═══ INPUT RECORDS ═══

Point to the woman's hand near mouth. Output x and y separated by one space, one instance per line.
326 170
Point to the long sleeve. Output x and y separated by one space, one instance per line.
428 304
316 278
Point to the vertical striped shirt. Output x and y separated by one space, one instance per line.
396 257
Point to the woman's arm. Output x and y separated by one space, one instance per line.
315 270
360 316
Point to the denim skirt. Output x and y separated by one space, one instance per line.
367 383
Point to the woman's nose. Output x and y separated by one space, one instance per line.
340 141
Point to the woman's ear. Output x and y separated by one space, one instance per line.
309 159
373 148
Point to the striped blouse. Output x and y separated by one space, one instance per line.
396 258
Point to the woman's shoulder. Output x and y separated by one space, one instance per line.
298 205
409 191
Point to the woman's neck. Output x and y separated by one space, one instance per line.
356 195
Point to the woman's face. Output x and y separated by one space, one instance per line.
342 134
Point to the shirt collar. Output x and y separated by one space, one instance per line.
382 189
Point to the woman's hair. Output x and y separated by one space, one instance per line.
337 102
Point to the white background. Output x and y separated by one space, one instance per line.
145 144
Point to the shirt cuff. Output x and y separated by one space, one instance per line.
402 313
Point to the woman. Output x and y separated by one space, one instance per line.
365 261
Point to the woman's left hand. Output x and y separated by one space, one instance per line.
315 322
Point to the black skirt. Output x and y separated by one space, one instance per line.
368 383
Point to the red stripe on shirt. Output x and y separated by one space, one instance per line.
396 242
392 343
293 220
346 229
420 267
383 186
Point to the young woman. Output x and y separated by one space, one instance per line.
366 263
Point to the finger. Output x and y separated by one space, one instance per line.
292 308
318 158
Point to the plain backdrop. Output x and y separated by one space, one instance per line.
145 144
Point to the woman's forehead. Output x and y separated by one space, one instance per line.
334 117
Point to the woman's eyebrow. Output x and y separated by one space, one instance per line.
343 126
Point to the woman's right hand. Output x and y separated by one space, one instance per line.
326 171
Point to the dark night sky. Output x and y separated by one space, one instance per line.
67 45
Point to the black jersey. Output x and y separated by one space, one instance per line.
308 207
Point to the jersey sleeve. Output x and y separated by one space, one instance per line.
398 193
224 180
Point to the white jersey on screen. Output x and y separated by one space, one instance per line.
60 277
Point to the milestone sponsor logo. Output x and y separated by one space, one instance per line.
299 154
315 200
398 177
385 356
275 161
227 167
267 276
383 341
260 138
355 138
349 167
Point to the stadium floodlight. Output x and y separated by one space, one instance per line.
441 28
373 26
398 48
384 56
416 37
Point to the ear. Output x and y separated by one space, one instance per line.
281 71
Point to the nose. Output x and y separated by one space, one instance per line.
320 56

═══

_WRITTEN PROBLEM_
Rewrite all the lines above as a two-column CSV with the header row text,answer, giving one row to each line that begins with "Point to". Put that line in text and every coordinate pair listed under it in answer, enclose each field in double quotes, and turn the line breaks between coordinate pairs into spaces.

_WRITTEN REPLY_
text,answer
"Point to the woman's hand near mouth. Output x and y separated by one space, one instance per line.","326 170"
"Point to the long sleeve. Output x and y separated by one space, one instance per line.","428 304 316 278"
"Point to the vertical striped shirt. Output x and y separated by one space, one instance per line.","396 257"
"Point to the woman's arm. Output x and y separated by one space, one instance per line.","315 270 360 316"
"Point to the denim skirt. Output x and y separated by one space, one instance per line.","367 383"
"Point to the woman's nose. Output x and y separated by one space, one instance per line.","340 141"
"Point to the woman's ear. Output x and y separated by one space, one instance per line.","309 159 373 148"
"Point to the striped blouse. Output x and y separated by one space, one instance per line.","396 258"
"Point to the woman's shoulder. Output x and y separated by one space, one instance per line.","298 205 409 191"
"Point to the woman's neck. Output x and y separated by one space, one instance per line.","356 195"
"Point to the woman's face. Output x and y separated by one space, one instance per line.","342 134"
"Point to the shirt collar. Output x and y separated by one space, one instance per line.","382 189"
"Point to the woman's hair. Output x and y separated by one space, one instance per line.","337 102"
"Point to the white background. Output x and y separated by one space, one instance per line.","145 144"
"Point to the shirt cuff. Output x and y separated by one space, one instance per line.","402 313"
"Point to the woman. Output x and y separated by one space, one instance per line.","365 261"
"Point to the woman's left hand. Output x and y separated by one space, one instance per line.","315 322"
"Point to the black skirt. Output x and y separated by one space, one instance per line.","368 383"
"Point to the red stripe on shirt. Output x and y separated by one space, one instance per line.","396 242 392 343 293 220 346 229 420 267 383 186"
"Point to the young woman. Output x and y separated by one space, one instance per line.","366 263"
"Point to the finger. Output x and y separated by one space, one instance per line.","292 308 318 158"
"Point to the plain backdrop. Output x and y separated by one space, one instance per line.","145 144"
"Point to the woman's forehead. Output x and y separated by one space, one instance per line.","334 117"
"Point to the woman's eyebrow. Output x and y separated by one space, one instance per line.","343 126"
"Point to the woman's right hand. Output x and y separated by one space, one instance per line.","326 171"
"Point to the dark night sky. Output x and y separated by one space, one instance per line.","67 45"
"Point to the black jersey. Output x and y separated by one space, one instance per line.","308 207"
"Point to the jersey sleeve. Output x and y separated by one space, one instance per line.","398 193 224 180"
"Point to the white jersey on screen. Output x and y separated by one space, one instance per line.","60 277"
"Point to the milestone sponsor logo. Output x and y separated by one space, one instance per line.","299 154 315 200 398 177 385 356 275 161 227 167 267 276 383 341 260 138 355 138 349 167"
"Point to the stadium floodlight. Output x and y separated by one space, one instance per line.","441 28 373 26 398 48 384 56 416 37"
"Point to the ear. Output x and y separated by one space, one instance per line.","281 71"
"Point to the nose. Output x and y separated by one space, one instance per line.","320 56"